:: WORK TO BE COMPLETED ::
All lines of the records below that contain the word "woman" must be listed.

Excerpts from a dataset
--- START ---
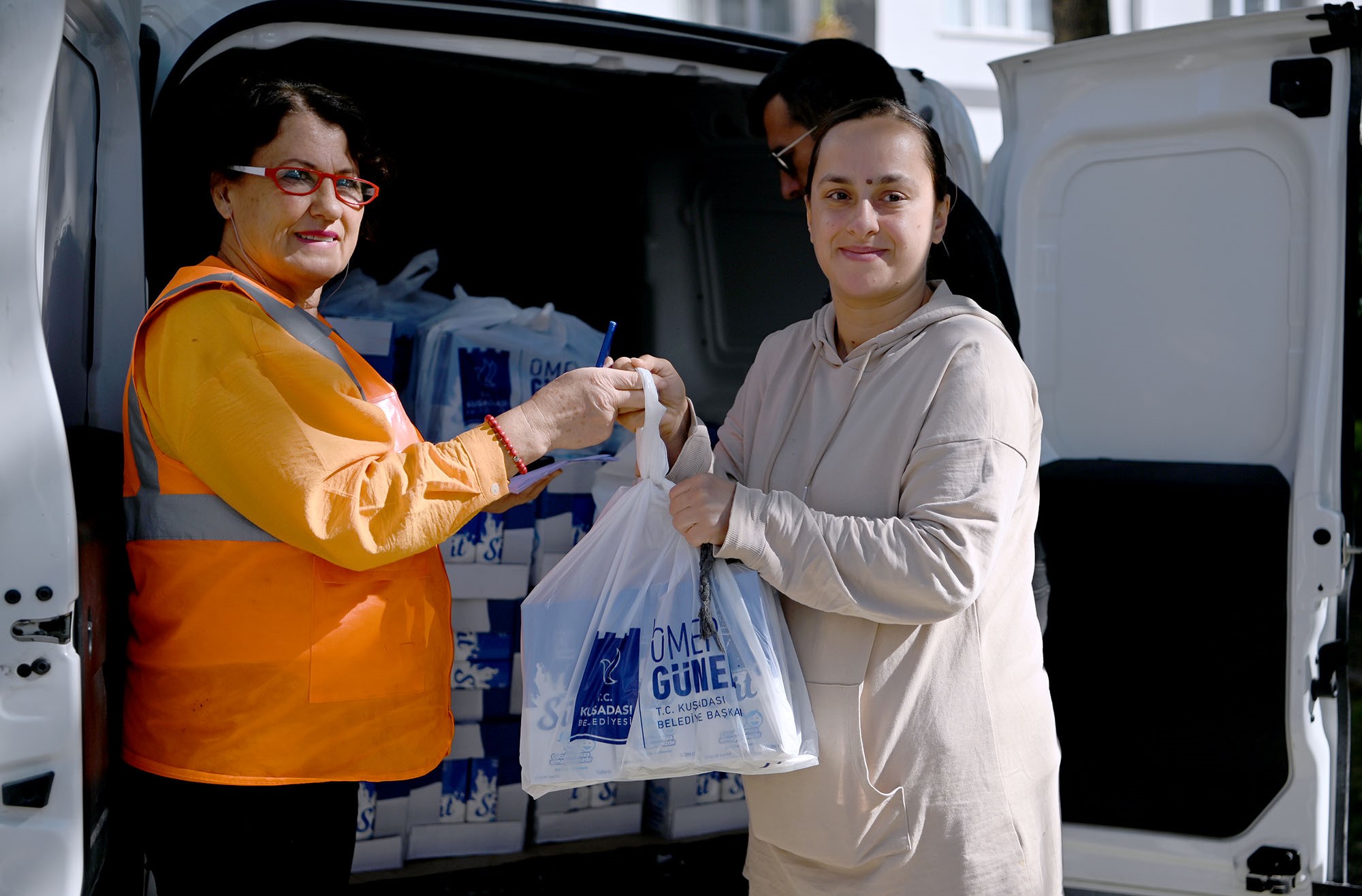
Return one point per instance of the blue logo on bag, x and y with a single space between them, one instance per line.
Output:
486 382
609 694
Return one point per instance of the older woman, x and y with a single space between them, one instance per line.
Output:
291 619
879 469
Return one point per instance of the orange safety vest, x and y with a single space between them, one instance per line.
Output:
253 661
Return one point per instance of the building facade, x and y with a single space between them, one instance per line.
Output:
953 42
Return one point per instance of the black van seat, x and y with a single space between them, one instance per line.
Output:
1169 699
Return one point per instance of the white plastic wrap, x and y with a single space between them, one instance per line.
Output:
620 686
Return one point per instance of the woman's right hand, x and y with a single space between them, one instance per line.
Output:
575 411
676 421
--- END ---
--- START ---
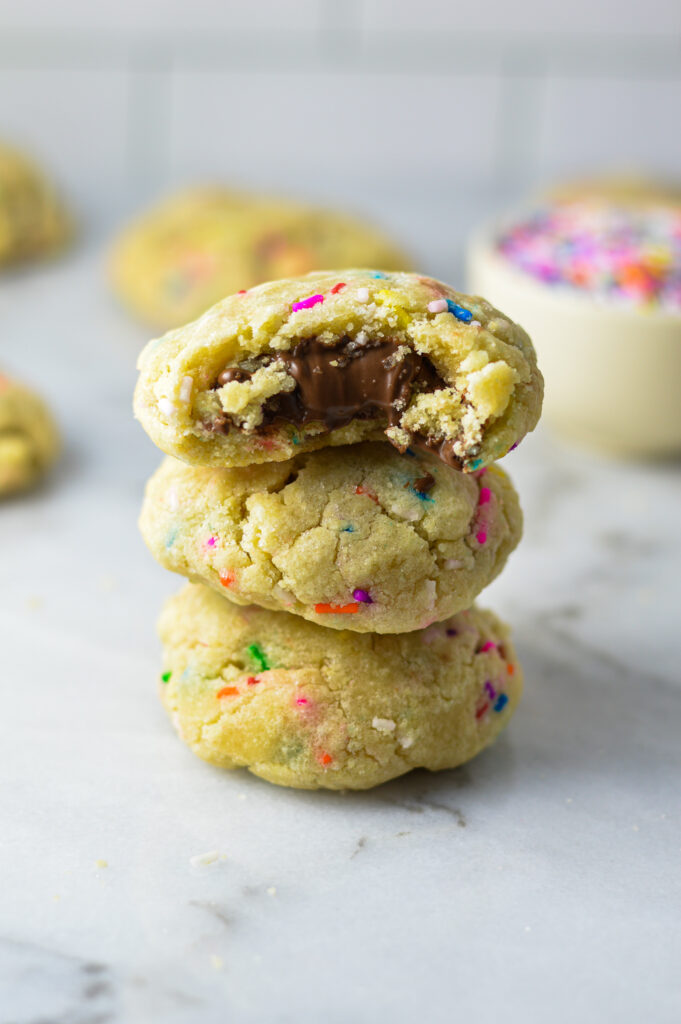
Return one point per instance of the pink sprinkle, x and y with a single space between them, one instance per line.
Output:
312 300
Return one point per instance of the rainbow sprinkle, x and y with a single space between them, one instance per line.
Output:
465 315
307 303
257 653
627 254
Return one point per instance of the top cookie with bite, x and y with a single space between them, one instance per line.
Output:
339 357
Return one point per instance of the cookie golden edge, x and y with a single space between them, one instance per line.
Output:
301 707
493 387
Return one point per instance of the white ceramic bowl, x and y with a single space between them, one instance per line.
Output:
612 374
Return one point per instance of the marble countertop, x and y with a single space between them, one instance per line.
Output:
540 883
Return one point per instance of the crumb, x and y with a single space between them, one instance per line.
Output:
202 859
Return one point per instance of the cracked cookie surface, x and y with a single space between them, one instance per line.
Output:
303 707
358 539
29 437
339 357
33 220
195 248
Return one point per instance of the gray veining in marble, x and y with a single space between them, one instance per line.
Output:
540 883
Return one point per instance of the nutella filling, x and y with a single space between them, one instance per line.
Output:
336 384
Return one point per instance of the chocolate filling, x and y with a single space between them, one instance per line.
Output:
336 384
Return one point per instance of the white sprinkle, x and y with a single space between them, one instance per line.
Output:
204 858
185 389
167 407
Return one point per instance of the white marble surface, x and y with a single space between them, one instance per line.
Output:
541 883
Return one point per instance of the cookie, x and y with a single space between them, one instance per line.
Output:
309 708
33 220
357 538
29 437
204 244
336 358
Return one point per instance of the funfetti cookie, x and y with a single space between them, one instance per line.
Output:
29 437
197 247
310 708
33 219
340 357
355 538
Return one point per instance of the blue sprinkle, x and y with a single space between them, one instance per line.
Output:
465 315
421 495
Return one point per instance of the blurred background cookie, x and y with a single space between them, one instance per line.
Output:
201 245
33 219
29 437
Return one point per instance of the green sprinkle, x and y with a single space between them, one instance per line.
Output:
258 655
--- END ---
:: ANSWER TO THIS EXERCISE ::
Return one point per instance of the older woman, x and y with a single space between them, one instance per line.
Return one point per instance of the woman's right hand, x and y with a single space between them, one instance per line.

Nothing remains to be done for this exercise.